§ Reading text
↓
Kyla Grimes burst into tears when doctors told her she needed a Cesarean section three weeks before her twins were due.
“It was terrifying. I didn’t feel prepared,” she said.
She and her boyfriend, Lonny Matthews, had gone to Adventist Health — Sonora to get fluids after she experienced consistent contractions.
It was just hours before the new year, making Nova Skye Matthews, born at 12:54 a.m., the first baby of 2019. Her sister Luna Rae arrived three minutes later.
“My babies had other plans,” Grimes, 24, said Wednesday at Adventist Health. “It was scary, but it happened. They have to come out somehow and that was all I cared about.”
Nova Skye weighed four pounds and nine ounces; Luna Rae four pounds and 9.6 ounces. The babies were delivered by Dr. Cicely Chen.
The girls are fraternal twins, meaning they are not identical.
↑
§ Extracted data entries
↓
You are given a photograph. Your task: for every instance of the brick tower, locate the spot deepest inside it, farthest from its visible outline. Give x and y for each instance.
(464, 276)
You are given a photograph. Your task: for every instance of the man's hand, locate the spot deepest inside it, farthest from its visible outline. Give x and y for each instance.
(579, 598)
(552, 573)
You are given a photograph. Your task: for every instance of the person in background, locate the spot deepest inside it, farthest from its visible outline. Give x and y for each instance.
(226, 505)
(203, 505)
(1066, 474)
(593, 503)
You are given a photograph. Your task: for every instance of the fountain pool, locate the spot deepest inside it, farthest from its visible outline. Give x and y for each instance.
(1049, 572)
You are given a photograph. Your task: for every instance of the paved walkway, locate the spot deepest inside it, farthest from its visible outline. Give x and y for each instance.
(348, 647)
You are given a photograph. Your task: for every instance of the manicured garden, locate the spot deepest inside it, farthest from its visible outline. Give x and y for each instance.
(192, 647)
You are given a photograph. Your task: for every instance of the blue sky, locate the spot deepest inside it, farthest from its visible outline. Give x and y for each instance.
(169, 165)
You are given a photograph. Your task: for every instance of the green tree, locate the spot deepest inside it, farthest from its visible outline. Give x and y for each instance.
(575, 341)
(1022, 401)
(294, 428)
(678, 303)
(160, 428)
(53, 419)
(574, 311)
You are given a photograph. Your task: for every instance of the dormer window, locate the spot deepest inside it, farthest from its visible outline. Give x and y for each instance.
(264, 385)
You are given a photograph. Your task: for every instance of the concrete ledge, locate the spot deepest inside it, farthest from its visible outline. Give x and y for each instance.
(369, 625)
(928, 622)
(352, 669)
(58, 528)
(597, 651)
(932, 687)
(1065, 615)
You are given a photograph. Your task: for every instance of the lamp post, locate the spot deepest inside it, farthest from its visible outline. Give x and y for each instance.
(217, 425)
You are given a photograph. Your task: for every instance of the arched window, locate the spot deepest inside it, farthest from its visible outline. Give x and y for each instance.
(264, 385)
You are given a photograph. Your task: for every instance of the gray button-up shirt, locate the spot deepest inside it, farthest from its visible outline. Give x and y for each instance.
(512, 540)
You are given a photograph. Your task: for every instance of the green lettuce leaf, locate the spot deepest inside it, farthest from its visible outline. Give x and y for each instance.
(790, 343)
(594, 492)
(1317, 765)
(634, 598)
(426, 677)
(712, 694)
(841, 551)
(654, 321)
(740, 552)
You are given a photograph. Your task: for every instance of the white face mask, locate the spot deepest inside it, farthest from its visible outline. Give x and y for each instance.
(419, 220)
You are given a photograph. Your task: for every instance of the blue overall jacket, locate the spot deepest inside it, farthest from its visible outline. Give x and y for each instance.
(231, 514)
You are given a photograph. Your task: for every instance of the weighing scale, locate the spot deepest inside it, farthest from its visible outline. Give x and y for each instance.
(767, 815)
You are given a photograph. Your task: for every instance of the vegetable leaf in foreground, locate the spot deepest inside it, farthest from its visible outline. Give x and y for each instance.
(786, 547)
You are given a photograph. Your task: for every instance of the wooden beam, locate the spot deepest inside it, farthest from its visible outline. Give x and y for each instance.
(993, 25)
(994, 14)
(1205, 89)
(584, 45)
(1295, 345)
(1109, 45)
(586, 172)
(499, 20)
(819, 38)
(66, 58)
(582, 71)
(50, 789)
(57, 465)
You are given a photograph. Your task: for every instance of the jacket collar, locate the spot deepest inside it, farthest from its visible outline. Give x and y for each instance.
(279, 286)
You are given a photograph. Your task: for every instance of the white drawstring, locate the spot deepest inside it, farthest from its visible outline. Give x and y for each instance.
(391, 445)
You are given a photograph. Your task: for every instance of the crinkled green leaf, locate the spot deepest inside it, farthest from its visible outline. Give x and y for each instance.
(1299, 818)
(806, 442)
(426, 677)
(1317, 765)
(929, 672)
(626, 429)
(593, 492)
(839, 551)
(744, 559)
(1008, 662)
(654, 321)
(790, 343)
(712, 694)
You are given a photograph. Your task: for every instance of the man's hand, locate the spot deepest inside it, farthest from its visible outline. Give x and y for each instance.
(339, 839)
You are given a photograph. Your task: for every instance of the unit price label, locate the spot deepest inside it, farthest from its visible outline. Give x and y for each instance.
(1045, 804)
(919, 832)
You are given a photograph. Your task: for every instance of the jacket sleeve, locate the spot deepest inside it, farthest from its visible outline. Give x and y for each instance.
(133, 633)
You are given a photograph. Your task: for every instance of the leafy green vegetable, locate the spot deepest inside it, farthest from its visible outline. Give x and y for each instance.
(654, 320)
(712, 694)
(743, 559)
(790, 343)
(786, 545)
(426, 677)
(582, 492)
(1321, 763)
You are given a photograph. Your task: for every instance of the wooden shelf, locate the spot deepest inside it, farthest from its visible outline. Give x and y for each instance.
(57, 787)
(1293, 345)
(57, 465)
↑
§ Tasks to carry out
- A) Transcribe the portion of the twins article that opens with the words containing "It was just" and closes with "are not identical.".
- B) Condense the paragraph of the twins article beginning "Nova Skye weighed" into a short list that keeps its main facts.
- C) Resume the twins article after its final sentence, continuing in the same reporting style.

§ Solved tasks
- A)
It was just hours before the new year, making Nova Skye Matthews, born at 12:54 a.m., the first baby of 2019. Her sister Luna Rae arrived three minutes later.
“My babies had other plans,” Grimes, 24, said Wednesday at Adventist Health. “It was scary, but it happened. They have to come out somehow and that was all I cared about.”
Nova Skye weighed four pounds and nine ounces; Luna Rae four pounds and 9.6 ounces. The babies were delivered by Dr. Cicely Chen.
The girls are fraternal twins, meaning they are not identical.

- B)
- Nova Skye: four pounds, nine ounces
- Luna Rae: four pounds, 9.6 ounces
- Delivered by Dr. Cicely Chen

- C)
Grimes saw the girls briefly about four hours after birth because they were transported to Doctors Medical Center in Modesto for respiratory support services. Adventist Health - Sonora staff said twins and premature births have a higher risk of being transported to a hospital with respiratory support resources, but described the process as normal.
While sitting upright on a hospital bed on Wednesday, Grimes received a video call from her boyfriend, who had just arrived in Modesto.
“Oh,” Grimes said, and put her hand to her lips when the video lit up of Matthews holding Luna Rae while she fed from a bottle of formula. Nova lay in a birthing room infant warmer while a medical employee administered an ultrasound on her spine.
“I’m happy you're there,” Grimes said.
“Me, too,” Matthews responded.
It was her first time seeing Luna up close, Grimes said.
Luna was sent first to Modesto for more urgent treatment, and Grimes said she had been able to hold Nova briefly.
“They’re just so perfect. I thought, that’s just some human I made. It’s just so real. They have cute button noses like me, thank god,” she said.
Matthews, who was “supportive, excited and a little pale” on the night of the birth, said he was “teary-eyed” while holding his daughter.
There was no scheduled release date for the children yet from Doctors Medical Center, he said.
“I’ll be going straight there,” Grimes said, when released from the hospital, probably on Thursday.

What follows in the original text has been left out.